# Task instructions
**a.** In the PCI error recovery thread, who is named as the current maintainer of the rpaphp code?
**b.** Can you reproduce word for word the part of the PCI error recovery thread starting with "I guess I don't" and going on through "whatever it should."?
**c.** Can you take the PCI error recovery thread further, picking up after its last sentence?

[patch 8/8] PCI Error Recovery: PPC64 core recovery routines

Tue Aug 30 02:09:15 EST 2005

On Mon, Aug 29, 2005 at 04:40:20PM +1000, Paul Mackerras was heard to remark:
> Linas Vepstas writes:
> 
> > Actually, no.  There are three issues:
> > 1) hotplug routines are called from within kernel. GregKH has stated on
> >    multiple occasions that doing this is wrong/bad/evil. This includes
> >    calling hot-unplug.
> > 
> > 2) As a result, the code to call hot-unplug is a bit messy. In
> >    particular, there's a bit of hoop-jumping when hotplug is built as
> >    as a module (and said hoops were wrecked recently when I moved the
> >    code around, out of the rpaphp directory).
> 
> One way to clean this up would be to make rpaphp the driver for the
> EADS bridges (from the pci code's point of view).  

I guess I don't understand what that means. Are you suggesting moving 
pSeries_pci.c into the rpaphp code directory?

> Then it would
> automatically get included in the error recovery process and could do
> whatever it should.

John Rose, the current maintainer of the rpaphp code, is pretty militant 
about removing things from, not adding things to, the rpaphp code.

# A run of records
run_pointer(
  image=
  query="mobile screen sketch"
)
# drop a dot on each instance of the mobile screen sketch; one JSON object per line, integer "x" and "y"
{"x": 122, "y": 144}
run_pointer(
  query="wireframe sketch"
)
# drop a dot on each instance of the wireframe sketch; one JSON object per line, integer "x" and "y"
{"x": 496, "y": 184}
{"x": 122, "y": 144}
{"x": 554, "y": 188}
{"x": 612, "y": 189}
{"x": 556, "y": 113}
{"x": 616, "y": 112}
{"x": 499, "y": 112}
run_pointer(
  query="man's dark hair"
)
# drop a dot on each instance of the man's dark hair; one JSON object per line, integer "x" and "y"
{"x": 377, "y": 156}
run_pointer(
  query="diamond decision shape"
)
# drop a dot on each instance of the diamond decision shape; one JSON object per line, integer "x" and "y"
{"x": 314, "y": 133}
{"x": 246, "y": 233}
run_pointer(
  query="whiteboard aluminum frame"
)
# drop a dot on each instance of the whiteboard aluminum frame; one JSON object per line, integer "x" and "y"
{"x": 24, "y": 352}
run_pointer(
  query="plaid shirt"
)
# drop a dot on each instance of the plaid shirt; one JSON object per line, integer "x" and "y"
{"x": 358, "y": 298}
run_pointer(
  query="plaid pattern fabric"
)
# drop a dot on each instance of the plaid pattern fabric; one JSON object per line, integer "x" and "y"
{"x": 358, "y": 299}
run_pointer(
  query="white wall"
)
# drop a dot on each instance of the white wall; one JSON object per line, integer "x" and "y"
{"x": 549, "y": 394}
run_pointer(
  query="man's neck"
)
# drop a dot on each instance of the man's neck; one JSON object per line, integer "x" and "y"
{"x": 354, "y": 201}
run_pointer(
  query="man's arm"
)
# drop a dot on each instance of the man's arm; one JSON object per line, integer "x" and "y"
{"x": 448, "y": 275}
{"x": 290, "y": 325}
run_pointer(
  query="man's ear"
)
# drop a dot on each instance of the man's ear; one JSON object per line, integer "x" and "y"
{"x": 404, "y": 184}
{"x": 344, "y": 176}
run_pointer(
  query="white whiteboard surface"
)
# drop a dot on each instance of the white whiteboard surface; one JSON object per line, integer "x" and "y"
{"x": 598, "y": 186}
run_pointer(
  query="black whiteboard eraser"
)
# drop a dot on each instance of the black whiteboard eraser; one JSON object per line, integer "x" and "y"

# Solved problems
**a.** John Rose

**b.**
I guess I don't understand what that means. Are you suggesting moving 
pSeries_pci.c into the rpaphp code directory?

> Then it would
> automatically get included in the error recovery process and could do
> whatever it should.

**c.**
Which is a good idea, as chunks of that code are spaghetti, and do need
simplification and cleanup.

> > 3) Hot-unplug causes scripts to run in user-space. There is no way to 
> >    know when these scripts are done, so its not clear if we've waited
> >    long enough before calling hot-add (or if waiting is even necessary).
> 
> OK, so let's just add a new hotplug event called KOBJ_ERROR or
> something, which tells userspace that an error has occurred which has
> made the device inaccessible.  Greg, would that be OK?

Why do we need such an event?

I would prefer to deprecate the hot-plug based recovery scheme.  This
is for many reasons, including the fact that some devices that can get
pci errors are soldered onto the planar, and are not hot-pluggable.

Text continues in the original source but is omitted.